==== Material shown ====
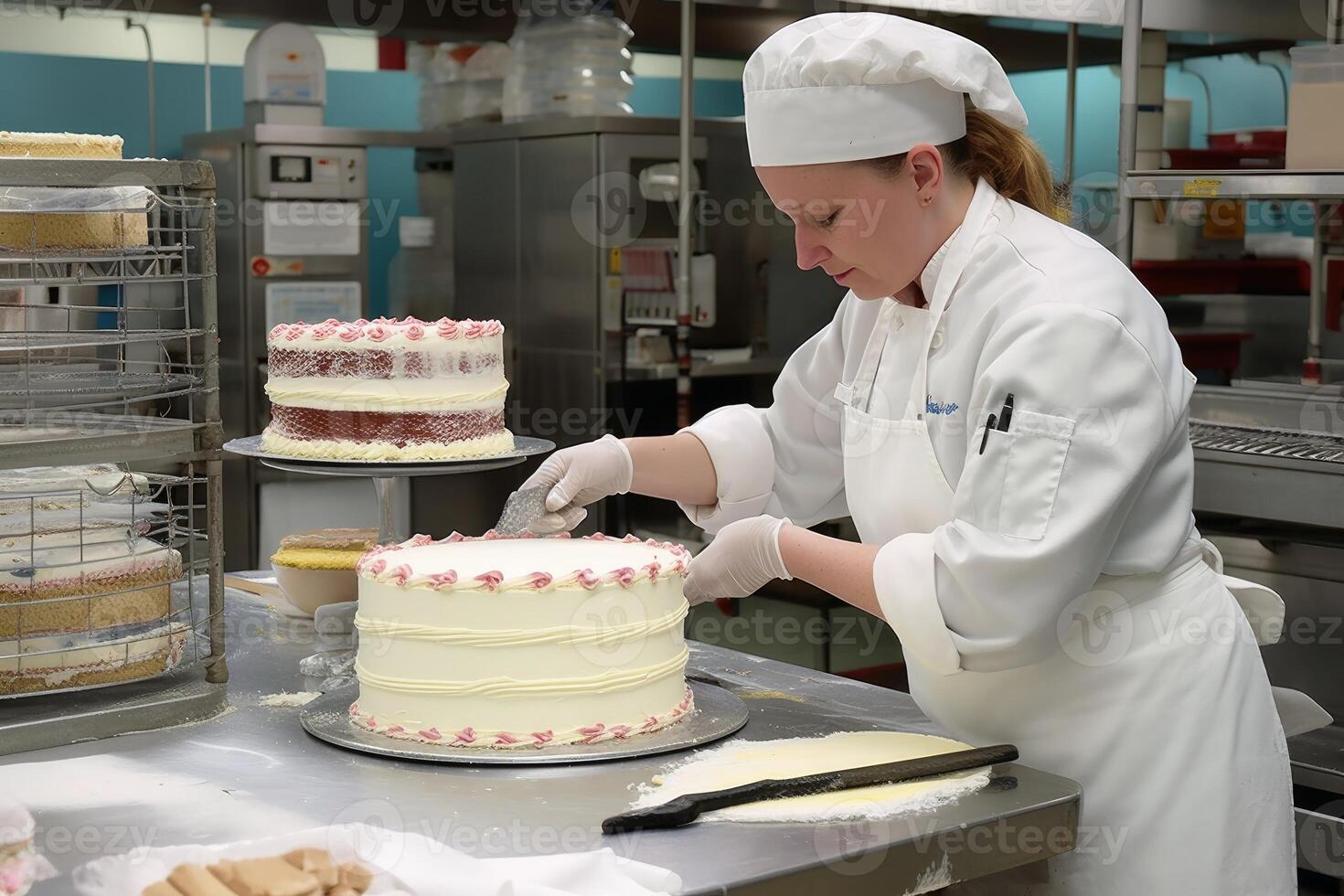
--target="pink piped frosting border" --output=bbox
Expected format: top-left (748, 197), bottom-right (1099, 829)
top-left (266, 317), bottom-right (504, 346)
top-left (349, 687), bottom-right (695, 750)
top-left (355, 529), bottom-right (691, 591)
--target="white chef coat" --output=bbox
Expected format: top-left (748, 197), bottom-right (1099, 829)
top-left (683, 187), bottom-right (1195, 672)
top-left (686, 181), bottom-right (1296, 896)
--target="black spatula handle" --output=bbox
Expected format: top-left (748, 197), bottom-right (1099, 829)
top-left (603, 744), bottom-right (1018, 834)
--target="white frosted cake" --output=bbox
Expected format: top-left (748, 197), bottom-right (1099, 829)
top-left (349, 533), bottom-right (692, 748)
top-left (262, 317), bottom-right (514, 461)
top-left (0, 131), bottom-right (149, 251)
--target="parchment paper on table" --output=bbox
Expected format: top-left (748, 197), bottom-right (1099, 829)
top-left (632, 731), bottom-right (989, 822)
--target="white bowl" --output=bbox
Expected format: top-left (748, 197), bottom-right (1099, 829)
top-left (270, 561), bottom-right (358, 615)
====
-- Work to be completed --
Find each line in the rows above that contains the word "white", and copy those lines out.

-- The completed task --
--target="white chef coat" --output=bbox
--target="white frosted cake" --output=bbox
--target="white bowl" --output=bbox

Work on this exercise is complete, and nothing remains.